» **Instructions for the task**
What lines in the following entries hold the word "after"? Copy each one.
:: Provided material
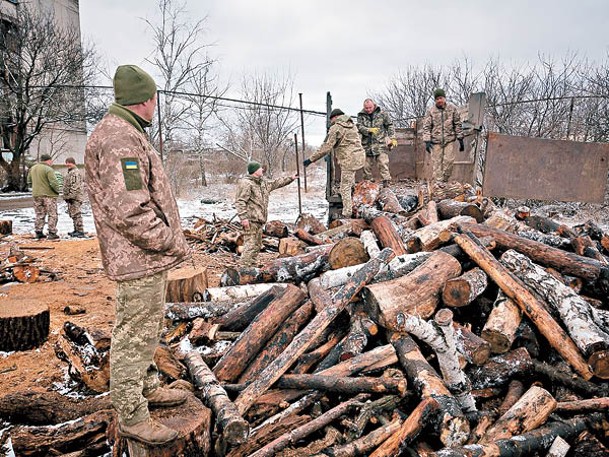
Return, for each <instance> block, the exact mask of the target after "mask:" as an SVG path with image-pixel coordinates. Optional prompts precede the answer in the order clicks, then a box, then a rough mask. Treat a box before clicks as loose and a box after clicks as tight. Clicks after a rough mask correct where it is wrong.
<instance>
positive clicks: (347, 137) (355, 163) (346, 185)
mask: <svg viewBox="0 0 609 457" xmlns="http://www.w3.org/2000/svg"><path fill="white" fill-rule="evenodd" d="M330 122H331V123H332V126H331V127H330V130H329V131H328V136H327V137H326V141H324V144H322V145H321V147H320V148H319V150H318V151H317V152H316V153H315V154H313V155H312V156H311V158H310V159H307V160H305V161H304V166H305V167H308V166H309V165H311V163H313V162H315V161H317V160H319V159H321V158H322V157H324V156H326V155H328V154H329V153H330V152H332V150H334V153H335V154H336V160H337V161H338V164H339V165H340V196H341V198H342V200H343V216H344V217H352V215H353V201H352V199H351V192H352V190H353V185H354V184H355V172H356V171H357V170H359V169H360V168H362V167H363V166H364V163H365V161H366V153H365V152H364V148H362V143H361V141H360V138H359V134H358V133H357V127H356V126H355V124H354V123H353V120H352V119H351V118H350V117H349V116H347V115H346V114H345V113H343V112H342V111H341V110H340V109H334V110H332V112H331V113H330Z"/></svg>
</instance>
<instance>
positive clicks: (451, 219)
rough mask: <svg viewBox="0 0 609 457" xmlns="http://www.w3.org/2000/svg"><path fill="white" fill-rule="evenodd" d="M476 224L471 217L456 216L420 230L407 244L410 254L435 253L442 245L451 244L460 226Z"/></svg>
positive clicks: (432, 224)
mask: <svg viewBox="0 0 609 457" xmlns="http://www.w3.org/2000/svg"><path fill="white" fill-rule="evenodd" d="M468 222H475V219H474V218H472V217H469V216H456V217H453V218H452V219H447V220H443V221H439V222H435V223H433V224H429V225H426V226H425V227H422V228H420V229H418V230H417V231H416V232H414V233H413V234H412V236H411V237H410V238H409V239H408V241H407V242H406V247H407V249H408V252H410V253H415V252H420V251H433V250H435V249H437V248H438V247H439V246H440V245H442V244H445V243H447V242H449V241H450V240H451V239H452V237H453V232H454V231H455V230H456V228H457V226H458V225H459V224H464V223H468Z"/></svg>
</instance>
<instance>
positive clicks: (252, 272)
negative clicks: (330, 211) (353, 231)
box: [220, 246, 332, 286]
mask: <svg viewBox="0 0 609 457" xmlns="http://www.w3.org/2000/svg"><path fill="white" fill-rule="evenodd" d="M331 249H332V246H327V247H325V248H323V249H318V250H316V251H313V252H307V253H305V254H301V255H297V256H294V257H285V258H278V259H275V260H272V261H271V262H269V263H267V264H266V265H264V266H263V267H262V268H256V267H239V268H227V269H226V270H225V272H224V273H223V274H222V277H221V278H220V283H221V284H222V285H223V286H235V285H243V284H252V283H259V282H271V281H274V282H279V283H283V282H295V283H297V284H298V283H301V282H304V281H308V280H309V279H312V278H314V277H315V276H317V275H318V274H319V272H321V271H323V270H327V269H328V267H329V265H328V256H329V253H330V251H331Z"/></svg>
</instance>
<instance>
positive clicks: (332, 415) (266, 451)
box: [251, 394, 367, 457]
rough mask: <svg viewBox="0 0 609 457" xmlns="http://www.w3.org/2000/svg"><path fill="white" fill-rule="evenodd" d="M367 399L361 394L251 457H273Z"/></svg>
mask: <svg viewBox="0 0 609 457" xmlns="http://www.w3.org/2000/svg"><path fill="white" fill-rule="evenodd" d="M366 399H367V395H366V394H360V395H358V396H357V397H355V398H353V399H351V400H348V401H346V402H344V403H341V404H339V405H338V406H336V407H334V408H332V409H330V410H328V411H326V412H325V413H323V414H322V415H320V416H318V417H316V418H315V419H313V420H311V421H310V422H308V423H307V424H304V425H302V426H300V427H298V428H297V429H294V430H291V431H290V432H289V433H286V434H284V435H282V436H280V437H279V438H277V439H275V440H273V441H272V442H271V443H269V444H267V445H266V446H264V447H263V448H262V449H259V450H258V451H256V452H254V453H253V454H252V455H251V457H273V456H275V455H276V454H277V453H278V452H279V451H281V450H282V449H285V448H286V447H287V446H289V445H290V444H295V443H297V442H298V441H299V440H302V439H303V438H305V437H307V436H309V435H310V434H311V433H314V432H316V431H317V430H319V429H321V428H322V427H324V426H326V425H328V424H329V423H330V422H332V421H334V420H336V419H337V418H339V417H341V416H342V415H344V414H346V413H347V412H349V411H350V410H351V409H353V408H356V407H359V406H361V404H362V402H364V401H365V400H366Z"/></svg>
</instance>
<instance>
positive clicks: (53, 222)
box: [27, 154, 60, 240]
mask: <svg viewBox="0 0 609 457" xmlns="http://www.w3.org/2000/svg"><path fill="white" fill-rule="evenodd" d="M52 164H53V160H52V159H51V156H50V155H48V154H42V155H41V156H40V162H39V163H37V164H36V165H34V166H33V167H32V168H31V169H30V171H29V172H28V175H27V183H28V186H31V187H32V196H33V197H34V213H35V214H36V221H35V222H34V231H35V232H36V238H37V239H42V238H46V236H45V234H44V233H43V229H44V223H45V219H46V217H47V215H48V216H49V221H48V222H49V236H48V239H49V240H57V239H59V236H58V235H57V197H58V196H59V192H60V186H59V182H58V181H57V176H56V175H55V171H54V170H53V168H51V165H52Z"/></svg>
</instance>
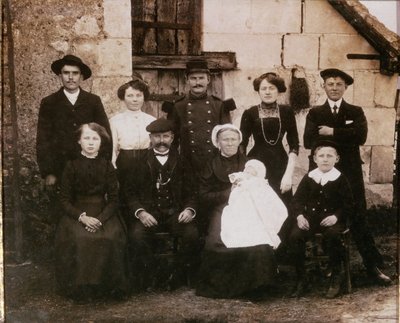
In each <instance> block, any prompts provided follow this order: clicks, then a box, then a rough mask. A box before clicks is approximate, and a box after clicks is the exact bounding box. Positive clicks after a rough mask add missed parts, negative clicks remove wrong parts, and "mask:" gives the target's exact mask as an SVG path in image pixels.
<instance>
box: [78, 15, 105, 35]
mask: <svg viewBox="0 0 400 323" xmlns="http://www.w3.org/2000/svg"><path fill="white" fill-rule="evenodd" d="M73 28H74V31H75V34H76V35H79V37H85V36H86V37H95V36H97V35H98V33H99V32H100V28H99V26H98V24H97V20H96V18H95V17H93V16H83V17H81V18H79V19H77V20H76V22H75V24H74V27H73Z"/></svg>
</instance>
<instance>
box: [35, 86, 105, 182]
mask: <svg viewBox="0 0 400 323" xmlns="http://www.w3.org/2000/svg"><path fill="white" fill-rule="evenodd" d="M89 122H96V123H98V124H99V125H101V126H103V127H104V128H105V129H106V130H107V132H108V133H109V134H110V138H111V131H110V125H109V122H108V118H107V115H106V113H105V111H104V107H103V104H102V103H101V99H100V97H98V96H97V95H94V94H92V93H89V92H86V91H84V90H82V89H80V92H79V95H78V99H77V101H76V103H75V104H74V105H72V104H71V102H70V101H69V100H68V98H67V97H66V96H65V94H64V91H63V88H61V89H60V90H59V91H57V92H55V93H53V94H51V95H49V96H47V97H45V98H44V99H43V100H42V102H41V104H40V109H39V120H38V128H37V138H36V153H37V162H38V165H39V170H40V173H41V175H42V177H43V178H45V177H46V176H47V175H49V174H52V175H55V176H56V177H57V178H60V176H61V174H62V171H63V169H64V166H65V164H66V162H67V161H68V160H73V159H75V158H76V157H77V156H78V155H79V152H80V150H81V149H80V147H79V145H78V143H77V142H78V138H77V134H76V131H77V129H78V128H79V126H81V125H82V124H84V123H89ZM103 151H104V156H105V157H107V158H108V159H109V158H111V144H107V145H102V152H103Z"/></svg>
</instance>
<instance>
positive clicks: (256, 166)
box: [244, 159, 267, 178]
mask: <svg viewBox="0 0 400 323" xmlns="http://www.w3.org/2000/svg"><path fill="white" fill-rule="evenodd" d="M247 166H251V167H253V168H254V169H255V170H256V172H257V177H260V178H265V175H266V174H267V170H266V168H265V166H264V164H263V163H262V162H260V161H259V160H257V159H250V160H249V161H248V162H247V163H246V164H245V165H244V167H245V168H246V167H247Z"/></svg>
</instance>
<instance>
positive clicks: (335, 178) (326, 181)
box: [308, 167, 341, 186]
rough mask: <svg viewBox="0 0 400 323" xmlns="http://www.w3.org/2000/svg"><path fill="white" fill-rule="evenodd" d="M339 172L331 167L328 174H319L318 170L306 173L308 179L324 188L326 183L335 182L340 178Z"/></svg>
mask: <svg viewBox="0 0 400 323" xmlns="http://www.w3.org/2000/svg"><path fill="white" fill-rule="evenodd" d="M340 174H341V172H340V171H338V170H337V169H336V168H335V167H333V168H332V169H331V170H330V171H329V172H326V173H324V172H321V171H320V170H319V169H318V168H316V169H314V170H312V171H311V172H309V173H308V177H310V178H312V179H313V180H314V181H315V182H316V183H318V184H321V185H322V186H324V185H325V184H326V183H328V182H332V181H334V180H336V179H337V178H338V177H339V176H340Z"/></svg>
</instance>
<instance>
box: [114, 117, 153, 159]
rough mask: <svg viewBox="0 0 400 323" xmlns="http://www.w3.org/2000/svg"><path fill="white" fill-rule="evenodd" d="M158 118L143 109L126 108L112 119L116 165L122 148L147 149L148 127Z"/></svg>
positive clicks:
::::
» **Your response**
Return, for each <instance> block, the exact mask of the target after "mask:" as an SVG path with image-pixel coordinates. Optional prompts precede the answer in the order clicks, then a box, then a rough mask. Treat a box before clicks as loose and a box after clicks as tight. Clicks after a rough mask correct where it is wrong.
In each <instance> block, any prompts provided follow this order: clicks, then a box, then a rough mask. A box before clicks is approximate, and a box after clicks is the exact bounding box. Positive clicks after a rough mask add missed parts, negative clicks remove wrong parts, and "mask:" gives the target's exact mask as an SVG path in image pixels.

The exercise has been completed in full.